_Source passage_.

# First post with Safari on MacOSX.com!



## jeb1138 (Jan 7, 2003)




----------



## jeb1138 (Jan 7, 2003)

Hmmm... I like it.....  and it's Cocoa too so Cocoa Gestures work!  Cool....


----------



## toast (Jan 7, 2003)

It IS quick. But ugly...


----------



## Solaris (Jan 7, 2003)

It ROCKS! Well, I've only surfed to 3 of the 10,000,000 web sites on it, but so far so good...


----------



## Ricky (Jan 7, 2003)

Pretty nice browser by Apple, let me tell you.    Off to test Java..


----------



## jeb1138 (Jan 7, 2003)

> _Originally posted by toast _
> *It IS quick. But ugly... *



Yeah, I think the buttons and the whole top could look a bit more....OSXish.  Maybe it'll grow on me though...

I like how they got rid of all the bottom and side tabs, bars, & etc, like OmniWeb.  Too bad it doesn't seem to have tabbed browsing though...


----------



## AppMan (Jan 7, 2003)

Quick and simple I like it.


----------



## vanguard (Jan 7, 2003)

this tip might be useful:
The first time you open Safari, it automatically imports your favorites from Microsoft Internet Explorer.

_Short task A_. In the forum thread about Safari, what does Safari automatically import the first time you open it?
The thread and the rows have no connection to each other.

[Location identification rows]
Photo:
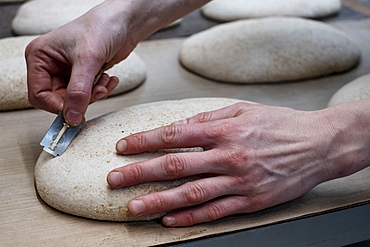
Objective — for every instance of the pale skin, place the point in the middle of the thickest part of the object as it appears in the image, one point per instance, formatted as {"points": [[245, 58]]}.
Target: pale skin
{"points": [[255, 156]]}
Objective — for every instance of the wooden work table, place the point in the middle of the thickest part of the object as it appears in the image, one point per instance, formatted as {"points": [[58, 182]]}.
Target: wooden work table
{"points": [[332, 210]]}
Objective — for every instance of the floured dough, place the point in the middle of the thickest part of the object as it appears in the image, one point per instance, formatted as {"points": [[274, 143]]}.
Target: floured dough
{"points": [[269, 50], [75, 182], [13, 80], [353, 91], [230, 10], [42, 16]]}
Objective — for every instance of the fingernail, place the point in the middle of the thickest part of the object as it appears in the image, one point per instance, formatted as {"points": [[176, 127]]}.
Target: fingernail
{"points": [[136, 207], [100, 96], [184, 121], [121, 146], [74, 118], [169, 220], [115, 179]]}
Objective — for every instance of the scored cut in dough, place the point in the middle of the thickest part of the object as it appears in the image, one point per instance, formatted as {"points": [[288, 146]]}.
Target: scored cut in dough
{"points": [[355, 90], [269, 50], [231, 10], [13, 80], [75, 182], [42, 16]]}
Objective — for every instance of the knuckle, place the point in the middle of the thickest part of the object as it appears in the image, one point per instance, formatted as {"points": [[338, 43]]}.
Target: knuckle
{"points": [[194, 193], [223, 130], [190, 217], [139, 140], [233, 158], [158, 202], [214, 212], [136, 172], [78, 95], [203, 117], [170, 134], [174, 165]]}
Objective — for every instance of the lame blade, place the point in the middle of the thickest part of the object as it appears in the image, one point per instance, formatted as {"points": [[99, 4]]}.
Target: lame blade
{"points": [[59, 136]]}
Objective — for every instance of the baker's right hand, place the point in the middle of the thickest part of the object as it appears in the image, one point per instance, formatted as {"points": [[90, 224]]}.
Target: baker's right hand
{"points": [[62, 64]]}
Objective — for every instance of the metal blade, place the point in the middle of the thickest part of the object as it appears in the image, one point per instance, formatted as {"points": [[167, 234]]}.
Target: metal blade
{"points": [[59, 136]]}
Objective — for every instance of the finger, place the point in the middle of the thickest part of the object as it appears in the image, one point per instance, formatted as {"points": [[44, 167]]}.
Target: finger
{"points": [[40, 91], [171, 136], [209, 211], [103, 88], [188, 194], [167, 167], [223, 113], [78, 94]]}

_Short task B_. Please update everything in the rows from the line containing "Objective — for every instance of the finger, place" down through the end of the rows, changing "thickest" to "widest" and leaving all else unchanged. Return only those lines.

_Written solution A_. Your favorites from Microsoft Internet Explorer.

_Written solution B_.
Objective — for every instance of the finger, place the point in the middle of the widest part of the object as it appears in the image, one point per instance, formatted as {"points": [[44, 167]]}.
Target: finger
{"points": [[40, 91], [171, 136], [209, 211], [103, 88], [188, 194], [167, 167], [223, 113], [78, 94]]}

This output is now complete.